[Stored items from a collection]
───
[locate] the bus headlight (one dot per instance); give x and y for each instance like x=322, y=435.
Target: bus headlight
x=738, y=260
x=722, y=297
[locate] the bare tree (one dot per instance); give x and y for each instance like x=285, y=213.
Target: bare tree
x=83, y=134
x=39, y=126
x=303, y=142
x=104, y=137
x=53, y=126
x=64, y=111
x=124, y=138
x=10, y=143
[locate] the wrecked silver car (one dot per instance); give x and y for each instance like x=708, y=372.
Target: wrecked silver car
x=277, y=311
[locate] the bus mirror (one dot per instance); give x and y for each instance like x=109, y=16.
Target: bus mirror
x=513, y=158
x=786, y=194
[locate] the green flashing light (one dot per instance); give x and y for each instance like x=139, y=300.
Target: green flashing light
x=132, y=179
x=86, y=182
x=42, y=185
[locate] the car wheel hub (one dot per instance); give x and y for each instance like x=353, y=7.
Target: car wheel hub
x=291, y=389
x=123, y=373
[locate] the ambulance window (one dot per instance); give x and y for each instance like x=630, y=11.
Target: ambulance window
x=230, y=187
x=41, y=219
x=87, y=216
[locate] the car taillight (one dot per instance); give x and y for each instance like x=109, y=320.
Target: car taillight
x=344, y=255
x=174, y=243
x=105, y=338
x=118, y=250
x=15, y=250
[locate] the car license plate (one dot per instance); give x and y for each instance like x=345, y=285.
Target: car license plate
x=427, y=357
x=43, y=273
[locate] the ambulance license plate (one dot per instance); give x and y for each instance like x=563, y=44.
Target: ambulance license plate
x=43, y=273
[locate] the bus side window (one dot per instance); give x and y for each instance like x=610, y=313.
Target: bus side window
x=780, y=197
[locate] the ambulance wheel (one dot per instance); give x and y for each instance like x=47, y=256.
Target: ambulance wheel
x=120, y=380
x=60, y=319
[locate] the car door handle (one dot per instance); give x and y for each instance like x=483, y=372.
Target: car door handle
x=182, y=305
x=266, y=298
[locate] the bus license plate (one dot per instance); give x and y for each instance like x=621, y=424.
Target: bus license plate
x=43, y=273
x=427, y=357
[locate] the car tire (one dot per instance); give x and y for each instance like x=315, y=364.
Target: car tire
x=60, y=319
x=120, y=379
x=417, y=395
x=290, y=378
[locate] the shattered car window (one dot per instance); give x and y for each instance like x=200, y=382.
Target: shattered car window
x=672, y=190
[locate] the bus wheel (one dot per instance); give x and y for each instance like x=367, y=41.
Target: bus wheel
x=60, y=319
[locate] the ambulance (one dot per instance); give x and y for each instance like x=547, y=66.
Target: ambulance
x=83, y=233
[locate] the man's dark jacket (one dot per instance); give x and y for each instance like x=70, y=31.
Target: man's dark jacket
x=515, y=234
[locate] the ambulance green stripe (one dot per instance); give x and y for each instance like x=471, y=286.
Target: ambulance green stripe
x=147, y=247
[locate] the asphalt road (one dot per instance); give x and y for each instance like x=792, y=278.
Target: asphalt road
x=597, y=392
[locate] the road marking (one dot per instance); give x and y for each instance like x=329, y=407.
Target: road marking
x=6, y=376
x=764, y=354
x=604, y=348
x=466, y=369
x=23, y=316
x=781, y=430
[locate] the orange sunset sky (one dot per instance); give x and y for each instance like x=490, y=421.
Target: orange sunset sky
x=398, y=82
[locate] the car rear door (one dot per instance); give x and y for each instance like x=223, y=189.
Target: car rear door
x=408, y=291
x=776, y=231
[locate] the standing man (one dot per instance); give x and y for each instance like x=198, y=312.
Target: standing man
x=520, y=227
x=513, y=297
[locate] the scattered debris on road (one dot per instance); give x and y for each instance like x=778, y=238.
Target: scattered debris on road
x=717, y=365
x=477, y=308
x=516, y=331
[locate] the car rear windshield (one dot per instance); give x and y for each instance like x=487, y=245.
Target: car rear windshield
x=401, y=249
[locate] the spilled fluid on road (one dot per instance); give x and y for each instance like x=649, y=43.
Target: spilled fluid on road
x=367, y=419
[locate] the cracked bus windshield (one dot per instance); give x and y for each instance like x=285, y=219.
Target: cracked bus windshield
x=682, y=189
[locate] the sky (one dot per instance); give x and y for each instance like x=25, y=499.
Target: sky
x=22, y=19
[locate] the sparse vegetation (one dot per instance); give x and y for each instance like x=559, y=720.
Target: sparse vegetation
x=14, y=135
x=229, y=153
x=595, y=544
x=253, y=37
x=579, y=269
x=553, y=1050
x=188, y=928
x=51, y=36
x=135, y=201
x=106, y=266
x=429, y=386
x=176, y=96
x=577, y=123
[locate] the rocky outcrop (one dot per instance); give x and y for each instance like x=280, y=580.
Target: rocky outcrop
───
What you give back should be exactly the lines of the data above from the line with "[locate] the cracked" through the line with "[locate] the sky", both of those included, and nothing more.

[locate] the cracked bus windshield (one dot per instance); give x and y for each instance like x=285, y=219.
Target: cracked bus windshield
x=682, y=189
[locate] the sky (one dot per instance); give x and y for each instance like x=25, y=499.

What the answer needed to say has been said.